- [Obiettivo del compito]:
Restituisci tutti i record come tabella Markdown con le colonne Indice e Riga, una linea per riga con numerazione progressiva. Escludi le linee vuote.
━━ Dati di ingresso
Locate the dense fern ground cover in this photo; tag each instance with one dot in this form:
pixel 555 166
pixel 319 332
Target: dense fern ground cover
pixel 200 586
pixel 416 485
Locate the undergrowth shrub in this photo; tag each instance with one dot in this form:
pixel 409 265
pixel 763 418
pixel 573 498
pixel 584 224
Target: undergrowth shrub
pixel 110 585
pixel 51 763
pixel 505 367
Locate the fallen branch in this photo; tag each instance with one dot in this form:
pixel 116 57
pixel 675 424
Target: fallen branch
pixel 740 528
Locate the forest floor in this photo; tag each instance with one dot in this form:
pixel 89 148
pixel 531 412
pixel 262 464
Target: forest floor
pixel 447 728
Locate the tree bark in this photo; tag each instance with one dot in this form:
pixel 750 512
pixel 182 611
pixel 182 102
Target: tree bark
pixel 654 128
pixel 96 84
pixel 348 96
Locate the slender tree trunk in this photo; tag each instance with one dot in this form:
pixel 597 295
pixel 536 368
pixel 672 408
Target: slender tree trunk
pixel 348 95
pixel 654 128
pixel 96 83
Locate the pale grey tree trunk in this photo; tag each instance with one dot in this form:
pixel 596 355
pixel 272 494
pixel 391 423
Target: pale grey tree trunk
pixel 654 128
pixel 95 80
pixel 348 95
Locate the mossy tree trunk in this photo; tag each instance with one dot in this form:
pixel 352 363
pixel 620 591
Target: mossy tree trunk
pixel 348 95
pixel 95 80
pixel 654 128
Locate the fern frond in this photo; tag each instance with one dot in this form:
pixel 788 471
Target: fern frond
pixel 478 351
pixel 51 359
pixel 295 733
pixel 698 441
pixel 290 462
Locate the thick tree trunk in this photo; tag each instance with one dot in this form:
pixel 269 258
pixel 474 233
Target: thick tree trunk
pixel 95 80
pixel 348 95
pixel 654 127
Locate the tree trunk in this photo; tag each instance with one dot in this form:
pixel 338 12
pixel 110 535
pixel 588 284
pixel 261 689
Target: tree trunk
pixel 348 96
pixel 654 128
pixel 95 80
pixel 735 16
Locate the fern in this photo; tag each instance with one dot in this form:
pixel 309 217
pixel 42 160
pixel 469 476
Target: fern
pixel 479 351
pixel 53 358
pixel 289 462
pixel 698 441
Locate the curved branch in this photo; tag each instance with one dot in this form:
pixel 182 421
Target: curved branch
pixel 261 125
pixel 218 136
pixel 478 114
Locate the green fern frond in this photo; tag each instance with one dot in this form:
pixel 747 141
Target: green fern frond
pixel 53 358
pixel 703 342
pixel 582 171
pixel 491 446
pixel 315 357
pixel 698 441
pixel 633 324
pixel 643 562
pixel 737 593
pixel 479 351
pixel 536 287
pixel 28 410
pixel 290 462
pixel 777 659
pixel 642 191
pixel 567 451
━━━━
- [Risultato dell'esercizio]:
| Indice | Riga |
|---|---|
| 1 | Locate the dense fern ground cover in this photo; tag each instance with one dot in this form: |
| 2 | pixel 555 166 |
| 3 | pixel 319 332 |
| 4 | Target: dense fern ground cover |
| 5 | pixel 200 586 |
| 6 | pixel 416 485 |
| 7 | Locate the undergrowth shrub in this photo; tag each instance with one dot in this form: |
| 8 | pixel 409 265 |
| 9 | pixel 763 418 |
| 10 | pixel 573 498 |
| 11 | pixel 584 224 |
| 12 | Target: undergrowth shrub |
| 13 | pixel 110 585 |
| 14 | pixel 51 763 |
| 15 | pixel 505 367 |
| 16 | Locate the fallen branch in this photo; tag each instance with one dot in this form: |
| 17 | pixel 116 57 |
| 18 | pixel 675 424 |
| 19 | Target: fallen branch |
| 20 | pixel 740 528 |
| 21 | Locate the forest floor in this photo; tag each instance with one dot in this form: |
| 22 | pixel 89 148 |
| 23 | pixel 531 412 |
| 24 | pixel 262 464 |
| 25 | Target: forest floor |
| 26 | pixel 447 728 |
| 27 | Locate the tree bark in this photo; tag each instance with one dot in this form: |
| 28 | pixel 750 512 |
| 29 | pixel 182 611 |
| 30 | pixel 182 102 |
| 31 | Target: tree bark |
| 32 | pixel 654 128 |
| 33 | pixel 96 84 |
| 34 | pixel 348 96 |
| 35 | Locate the slender tree trunk in this photo; tag each instance with one dot in this form: |
| 36 | pixel 597 295 |
| 37 | pixel 536 368 |
| 38 | pixel 672 408 |
| 39 | Target: slender tree trunk |
| 40 | pixel 348 95 |
| 41 | pixel 654 128 |
| 42 | pixel 96 83 |
| 43 | Locate the pale grey tree trunk in this photo; tag each instance with one dot in this form: |
| 44 | pixel 596 355 |
| 45 | pixel 272 494 |
| 46 | pixel 391 423 |
| 47 | Target: pale grey tree trunk |
| 48 | pixel 654 128 |
| 49 | pixel 95 80 |
| 50 | pixel 348 95 |
| 51 | Locate the mossy tree trunk in this photo; tag each instance with one dot in this form: |
| 52 | pixel 352 363 |
| 53 | pixel 620 591 |
| 54 | Target: mossy tree trunk |
| 55 | pixel 348 95 |
| 56 | pixel 95 80 |
| 57 | pixel 654 128 |
| 58 | Locate the fern frond in this photo; tag each instance with one dot in this form: |
| 59 | pixel 788 471 |
| 60 | Target: fern frond |
| 61 | pixel 478 351 |
| 62 | pixel 51 359 |
| 63 | pixel 295 733 |
| 64 | pixel 698 441 |
| 65 | pixel 290 462 |
| 66 | Locate the thick tree trunk in this photo; tag each instance with one dot in this form: |
| 67 | pixel 269 258 |
| 68 | pixel 474 233 |
| 69 | Target: thick tree trunk |
| 70 | pixel 95 80 |
| 71 | pixel 348 95 |
| 72 | pixel 654 127 |
| 73 | Locate the tree trunk in this photo; tag each instance with one dot in this form: |
| 74 | pixel 338 12 |
| 75 | pixel 110 535 |
| 76 | pixel 588 284 |
| 77 | pixel 261 689 |
| 78 | Target: tree trunk |
| 79 | pixel 348 96 |
| 80 | pixel 654 128 |
| 81 | pixel 95 80 |
| 82 | pixel 735 16 |
| 83 | Locate the fern in this photo; tag each instance with one dot in this form: |
| 84 | pixel 309 217 |
| 85 | pixel 42 160 |
| 86 | pixel 469 476 |
| 87 | Target: fern |
| 88 | pixel 479 351 |
| 89 | pixel 53 358 |
| 90 | pixel 289 462 |
| 91 | pixel 698 441 |
| 92 | Locate the curved branch in this photo; tag each instance with one dot in this form: |
| 93 | pixel 182 421 |
| 94 | Target: curved branch |
| 95 | pixel 261 125 |
| 96 | pixel 218 136 |
| 97 | pixel 478 114 |
| 98 | Locate the green fern frond in this photo; tag each instance with one dot in this form: |
| 99 | pixel 747 141 |
| 100 | Target: green fern frond |
| 101 | pixel 53 358 |
| 102 | pixel 703 342 |
| 103 | pixel 582 171 |
| 104 | pixel 491 446 |
| 105 | pixel 315 357 |
| 106 | pixel 698 441 |
| 107 | pixel 633 324 |
| 108 | pixel 643 562 |
| 109 | pixel 737 593 |
| 110 | pixel 479 351 |
| 111 | pixel 536 287 |
| 112 | pixel 28 410 |
| 113 | pixel 290 462 |
| 114 | pixel 777 659 |
| 115 | pixel 642 191 |
| 116 | pixel 567 451 |